READING PASSAGE:
┄┄┄┄┄┄

Re: Performance querying a single column out of a parquet file

Parth Chandra Fri, 01 Jul 2016 10:33:50 -0700

This has come up in the past in some other context. At the moment though,
there is no JIRA for this.


On Fri, Jul 1, 2016 at 6:10 AM, John Omernik <[email protected]> wrote:

> Hey all, some colleagues are looking at this on Impala (IMPALA-2017)and
> asked if Drill could do this. (Late/Lazy Materialization of columns).
>
> While the performance gain on tables with less columns may not be huge ,
> when you are looking at really wide tables, with disparate date types, this
> can be huge.   For example, on one of my tables, if I do  "select id from
> table where id = 12 and location between 10 and 200" Drill will return in
> 30 seconds. When I run select * from from table where id = 12 and location
> between 10 and 200" and this query is well into 14 minutes of run time.
> That's a huge difference.
>
> Now, the initial answer may be "train user only to select the columns they
> need"  and yes, we will be working on that... HOWEVER as anyone who works
> in infosec knows, user training can be the best there is, and you will get
> people who don't follow the instructions. And, since this is such a intense
> query, those hit or miss queries with select * can then cause a large
> impact on the performance of a cluster.
>
> Do we have a JIRA open on late/lazy materialization of fields in Parquet?
>
> John
>
> On Thu, Apr 14, 2016 at 9:57 AM, Ted Dunning <[email protected]>
> wrote:
>
> > Not quite.
> >
> > With a fix for DRILL_1950, no rows would necessarily be materialized at
> all
> > for the filter columns. Rows would only be materialized for the
> projection
> > columns when the filter matches.
> >
> > In some cases, the pushdown might be implemented by fully materializing
> the
> > values referenced by the filter, but hopefully not.
> >
> >
> > On Thu, Apr 14, 2016 at 1:42 PM, Johannes Zillmann <
> > [email protected]
> > > wrote:
> >
> > > Ok, thanks for the information!
> > >
> > > Am i right that in case DRILL-1950 would be fixed, Drill would
> > > automatically only materialize only those rows/columns which match the
> > > filter ?
> > >
> > > If not so, would the late materialization you described for the filter
> > > case be possible to implement with the current Hooks/API ?
> > >
> > > Johannes
> > >
> > > > On 11 Apr 2016, at 19:36, Aman Sinha <[email protected]> wrote:
> > > >
> > > > There is a JIRA related to one aspect of this: DRILL-1950 (filter
> > > pushdown
> > > > into parquet scan).  This is still work in progress I believe.  Once
> > that
> > > > is implemented, the scan will produce the filtered rows only.

┄┄┄┄┄┄

RECORDS PROVIDED:

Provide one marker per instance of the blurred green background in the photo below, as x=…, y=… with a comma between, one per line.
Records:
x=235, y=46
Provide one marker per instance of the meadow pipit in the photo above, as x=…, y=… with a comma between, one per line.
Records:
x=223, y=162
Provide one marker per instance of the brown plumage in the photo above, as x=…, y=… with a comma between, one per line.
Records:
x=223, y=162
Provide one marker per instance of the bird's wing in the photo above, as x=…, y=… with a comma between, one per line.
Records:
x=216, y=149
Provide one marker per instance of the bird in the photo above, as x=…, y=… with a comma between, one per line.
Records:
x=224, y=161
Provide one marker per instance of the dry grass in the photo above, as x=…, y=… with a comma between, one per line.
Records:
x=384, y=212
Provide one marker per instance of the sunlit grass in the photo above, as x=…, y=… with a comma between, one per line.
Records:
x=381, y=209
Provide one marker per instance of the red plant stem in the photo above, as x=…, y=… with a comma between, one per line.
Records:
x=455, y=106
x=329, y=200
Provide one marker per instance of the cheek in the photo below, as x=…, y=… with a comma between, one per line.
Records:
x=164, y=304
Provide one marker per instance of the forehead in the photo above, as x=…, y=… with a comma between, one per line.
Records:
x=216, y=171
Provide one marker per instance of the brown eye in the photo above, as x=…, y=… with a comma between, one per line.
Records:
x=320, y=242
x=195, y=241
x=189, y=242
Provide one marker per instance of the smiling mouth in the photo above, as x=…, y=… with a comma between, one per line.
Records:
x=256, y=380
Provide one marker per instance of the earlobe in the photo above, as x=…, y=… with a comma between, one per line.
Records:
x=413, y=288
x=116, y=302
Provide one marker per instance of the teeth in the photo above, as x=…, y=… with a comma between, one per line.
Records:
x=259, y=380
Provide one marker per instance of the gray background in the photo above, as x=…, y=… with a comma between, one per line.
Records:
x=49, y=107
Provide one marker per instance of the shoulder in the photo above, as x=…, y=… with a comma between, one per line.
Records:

┄┄┄┄┄┄

DIRECTIONS:
#1 Reproduce word for word the portion of the Parquet query performance thread between "On Fri, Jul" and "a huge difference.", inclusive.
#2 Write the next part of the mailing-list thread on Parquet query performance, starting after its final line.

ANSWERS FOR THE EXERCISE:
#1
On Fri, Jul 1, 2016 at 6:10 AM, John Omernik <[email protected]> wrote:

> Hey all, some colleagues are looking at this on Impala (IMPALA-2017)and
> asked if Drill could do this. (Late/Lazy Materialization of columns).
>
> While the performance gain on tables with less columns may not be huge ,
> when you are looking at really wide tables, with disparate date types, this
> can be huge.   For example, on one of my tables, if I do  "select id from
> table where id = 12 and location between 10 and 200" Drill will return in
> 30 seconds. When I run select * from from table where id = 12 and location
> between 10 and 200" and this query is well into 14 minutes of run time.
> That's a huge difference.

#2
> > > >
> > > > Regarding column projections, currently in Drill, the columns
> > referenced
> > > > anywhere in the query (including SELECT list) need to be produced by
> > the
> > > > table scan, so the scan will read all those columns, not just the
> ones
> > in
> > > > the filter condition.   You can see what columns are being produced
> by
> > > the
> > > > Scan node from the EXPLAIN plan.
> > > >
> > > > What would help for the SELECT * case is* late materialization of
> > > columns*.
> > > > i.e even if the filter does not get pushed down into scan,  we could
> > read
> > > > only the 'id' column from the table first, do the filtering that
> > > supposedly
> > > > selects 1 row, then do a late materialization of all other columns
> just
> > > for
> > > > that 1 row by using a row-id based lookup (if the underlying storage
> > > format
> > > > supports rowid based lookup).   This would be a feature request..I am
> > not
> > > > sure if a JIRA already exists for it or not.
> > > >
> > > > -Aman
> > > >
> > > > On Mon, Apr 11, 2016 at 9:24 AM, Ted Dunning <[email protected]>
> > > wrote:
> > > >
> > > >> I just replicated these results. Full table scans with aggregation
> > take
> > > >> pretty much exactly the same amount of time with or without
> filtering.
> > > >>
> > > >>
> > > >>
> > > >> On Mon, Apr 11, 2016 at 8:09 AM, Johannes Zillmann <
> > > >> [email protected]
> > > >>> wrote:
> > > >>
> > > >>> Hey Ted,
> > > >>>
> > > >>> Sorry i mixed up row and column!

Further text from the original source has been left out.